Available data:
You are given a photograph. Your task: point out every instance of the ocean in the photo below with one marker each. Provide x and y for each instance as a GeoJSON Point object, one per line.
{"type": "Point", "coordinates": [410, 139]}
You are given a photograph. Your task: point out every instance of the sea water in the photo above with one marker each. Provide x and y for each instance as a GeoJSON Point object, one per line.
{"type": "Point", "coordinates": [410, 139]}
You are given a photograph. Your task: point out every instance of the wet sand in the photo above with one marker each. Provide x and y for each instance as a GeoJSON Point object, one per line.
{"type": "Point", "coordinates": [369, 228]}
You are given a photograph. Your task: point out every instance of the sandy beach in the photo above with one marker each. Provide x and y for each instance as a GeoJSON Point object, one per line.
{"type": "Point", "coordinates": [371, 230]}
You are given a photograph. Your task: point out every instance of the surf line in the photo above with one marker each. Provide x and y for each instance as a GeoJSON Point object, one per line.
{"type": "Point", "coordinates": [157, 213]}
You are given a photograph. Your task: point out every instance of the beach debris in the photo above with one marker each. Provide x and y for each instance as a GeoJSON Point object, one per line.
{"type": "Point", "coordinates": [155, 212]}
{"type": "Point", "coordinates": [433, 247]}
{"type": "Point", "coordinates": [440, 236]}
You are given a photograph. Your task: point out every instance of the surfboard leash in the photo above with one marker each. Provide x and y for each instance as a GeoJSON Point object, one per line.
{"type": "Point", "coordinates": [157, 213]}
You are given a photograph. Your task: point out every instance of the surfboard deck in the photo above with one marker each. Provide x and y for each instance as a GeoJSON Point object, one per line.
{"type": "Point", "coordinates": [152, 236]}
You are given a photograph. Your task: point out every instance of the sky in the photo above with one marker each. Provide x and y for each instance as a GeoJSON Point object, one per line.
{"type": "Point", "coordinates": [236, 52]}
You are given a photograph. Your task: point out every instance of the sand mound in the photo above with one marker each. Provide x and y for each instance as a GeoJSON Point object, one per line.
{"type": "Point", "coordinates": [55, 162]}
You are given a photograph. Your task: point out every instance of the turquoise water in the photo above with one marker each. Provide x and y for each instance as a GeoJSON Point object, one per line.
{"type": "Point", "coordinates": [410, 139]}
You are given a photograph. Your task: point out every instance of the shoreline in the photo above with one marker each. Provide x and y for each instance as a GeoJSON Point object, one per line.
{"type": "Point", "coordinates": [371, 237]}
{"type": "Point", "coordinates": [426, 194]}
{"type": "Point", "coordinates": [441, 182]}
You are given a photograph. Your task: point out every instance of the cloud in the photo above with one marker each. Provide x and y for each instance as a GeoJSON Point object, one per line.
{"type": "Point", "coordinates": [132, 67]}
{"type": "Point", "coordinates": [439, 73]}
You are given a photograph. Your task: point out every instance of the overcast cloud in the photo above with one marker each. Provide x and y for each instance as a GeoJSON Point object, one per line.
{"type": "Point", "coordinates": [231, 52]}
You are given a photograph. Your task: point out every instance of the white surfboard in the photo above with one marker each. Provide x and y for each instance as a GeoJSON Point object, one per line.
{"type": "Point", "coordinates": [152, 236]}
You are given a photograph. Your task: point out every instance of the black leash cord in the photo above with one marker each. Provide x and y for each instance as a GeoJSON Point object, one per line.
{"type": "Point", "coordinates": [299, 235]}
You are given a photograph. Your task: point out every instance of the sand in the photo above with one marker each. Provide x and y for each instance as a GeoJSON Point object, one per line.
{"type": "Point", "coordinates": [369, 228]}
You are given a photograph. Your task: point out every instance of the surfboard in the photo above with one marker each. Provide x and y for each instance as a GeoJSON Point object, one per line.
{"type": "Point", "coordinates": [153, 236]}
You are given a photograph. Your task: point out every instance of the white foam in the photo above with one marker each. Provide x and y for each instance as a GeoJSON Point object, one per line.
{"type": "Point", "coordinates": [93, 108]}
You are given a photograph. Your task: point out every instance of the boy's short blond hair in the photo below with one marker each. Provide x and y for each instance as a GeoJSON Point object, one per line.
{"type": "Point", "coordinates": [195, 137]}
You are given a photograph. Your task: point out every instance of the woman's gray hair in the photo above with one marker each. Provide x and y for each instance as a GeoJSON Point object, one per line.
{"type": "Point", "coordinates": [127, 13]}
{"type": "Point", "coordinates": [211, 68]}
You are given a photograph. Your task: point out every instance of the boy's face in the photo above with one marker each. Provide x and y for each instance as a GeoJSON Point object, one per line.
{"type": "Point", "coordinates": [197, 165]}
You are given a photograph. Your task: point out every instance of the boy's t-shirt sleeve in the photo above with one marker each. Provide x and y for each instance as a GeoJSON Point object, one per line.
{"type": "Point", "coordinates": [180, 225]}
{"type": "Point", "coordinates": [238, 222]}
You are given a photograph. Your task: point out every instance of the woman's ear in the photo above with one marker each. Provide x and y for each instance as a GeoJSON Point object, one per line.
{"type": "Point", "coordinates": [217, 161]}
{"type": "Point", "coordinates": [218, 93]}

Given instruction: Write the data from above out again, exactly.

Full answer:
You are given a photograph. Your task: point out every instance of the ocean in the photo below with one marker each. Provide x and y for each instance as a GeoJSON Point object, one per line.
{"type": "Point", "coordinates": [410, 139]}
You are given a photograph. Your task: point out every instance of the sea water in the photo above with one marker each. Provide x and y for each instance as a GeoJSON Point object, one per line.
{"type": "Point", "coordinates": [410, 139]}
You are given a photograph. Your task: point out every instance of the wet sand in the photo above with one marker each. Provide x and y for each instance as a GeoJSON Point object, one per line.
{"type": "Point", "coordinates": [369, 228]}
You are given a photograph. Your task: point out every instance of the sandy beach in the photo above with one marker each. Provide x and y for each instance as a GeoJSON Point object, one per line.
{"type": "Point", "coordinates": [371, 230]}
You are given a photograph. Your task: point out every instance of the surf line in the photo above with one marker each. Provide x and y for each instance as a GeoJSON Point object, one per line.
{"type": "Point", "coordinates": [157, 213]}
You are given a photograph. Your task: point out every instance of the beach debris in the photo above with one marker each. Provide x and y for each instance as a GeoJSON Point object, one per line.
{"type": "Point", "coordinates": [155, 212]}
{"type": "Point", "coordinates": [433, 247]}
{"type": "Point", "coordinates": [440, 236]}
You are given a photograph. Your task: point out every instance of the surfboard leash in the photo above with one marker each. Provide x and y for each instance as a GeoJSON Point object, one per line.
{"type": "Point", "coordinates": [157, 213]}
You are given a photograph. Your task: point out every instance of the surfboard deck in the photo above with one marker each. Provide x and y for each instance as a GeoJSON Point object, one per line.
{"type": "Point", "coordinates": [152, 236]}
You are given a photograph. Your task: point out every instance of the sky in the photo above with one marker each. Provide x and y for each instance as a GeoJSON Point object, one per line.
{"type": "Point", "coordinates": [236, 52]}
You are given a photograph. Your task: point out every instance of the sand mound in the photo above with one marker each. Provide x and y for each instance as a GeoJSON Point object, one per line.
{"type": "Point", "coordinates": [55, 162]}
You are given a photograph. Your task: point out every instance of the turquoise water in the photo above with one marker each. Provide x and y for each instance as a GeoJSON Point object, one per line.
{"type": "Point", "coordinates": [410, 139]}
You are given a photograph. Your task: point out every instance of the shoreline in the photo above with one marker each. Provide x and y for each instance as a GeoJSON Point object, one per line.
{"type": "Point", "coordinates": [371, 237]}
{"type": "Point", "coordinates": [426, 194]}
{"type": "Point", "coordinates": [441, 182]}
You are given a photograph. Your task: point out every instance of the cloud in the photo above with one marker each. Provide x and y for each instance as a GeoJSON Point object, one per line.
{"type": "Point", "coordinates": [132, 67]}
{"type": "Point", "coordinates": [439, 73]}
You are given a photograph. Your task: point out every instance of the overcast cloud in the photo above with one marker each. Provide x and y for each instance as a GeoJSON Point object, one per line.
{"type": "Point", "coordinates": [231, 52]}
You are given a photograph. Your task: point out every instance of the white surfboard in the photo above with one marker each. Provide x and y for each instance as a GeoJSON Point object, one per line.
{"type": "Point", "coordinates": [152, 236]}
You are given a photograph. Your task: point out every instance of the black leash cord in the photo above with one marker each. Provide x and y for each instance as a GeoJSON Point object, one per line.
{"type": "Point", "coordinates": [299, 235]}
You are given a photograph. Your task: point out every instance of the sand in the photo above with one marker each. Provide x and y for each instance as a GeoJSON Point object, one per line.
{"type": "Point", "coordinates": [369, 228]}
You are given a photograph. Your task: point out every instance of the surfboard in the photo above with one marker each. Provide x and y for each instance as a GeoJSON Point object, one per line.
{"type": "Point", "coordinates": [153, 236]}
You are given a photograph. Your task: point out every instance of the white foam in the photo above with one marker each. Provide x and y for each instance as a GeoJSON Point object, one per line.
{"type": "Point", "coordinates": [93, 108]}
You are given a photograph. Your task: point out every instance of the boy's short blond hair in the photo below with one marker each. Provide x and y for each instance as a GeoJSON Point object, one per line.
{"type": "Point", "coordinates": [195, 137]}
You are given a photograph. Your task: point out every instance of the woman's gray hair in the photo above with one marker each. Provide x and y for each instance as a GeoJSON Point object, one per line.
{"type": "Point", "coordinates": [127, 13]}
{"type": "Point", "coordinates": [211, 68]}
You are given a photograph. Your task: point out every instance of the boy's face in the photo above with one marker each. Provide x and y for each instance as a GeoJSON Point object, one per line.
{"type": "Point", "coordinates": [197, 165]}
You are given a photograph. Your task: point out every instance of the boy's t-shirt sleeve in the photo above with one marker each. Provide x and y for each instance as a GeoJSON Point object, one per line.
{"type": "Point", "coordinates": [180, 225]}
{"type": "Point", "coordinates": [238, 222]}
You are given a photograph. Your task: point out every instance of the woman's ear in the photo above with one marker each. Provide x and y for each instance as a GeoJSON Point object, one per line.
{"type": "Point", "coordinates": [217, 161]}
{"type": "Point", "coordinates": [218, 93]}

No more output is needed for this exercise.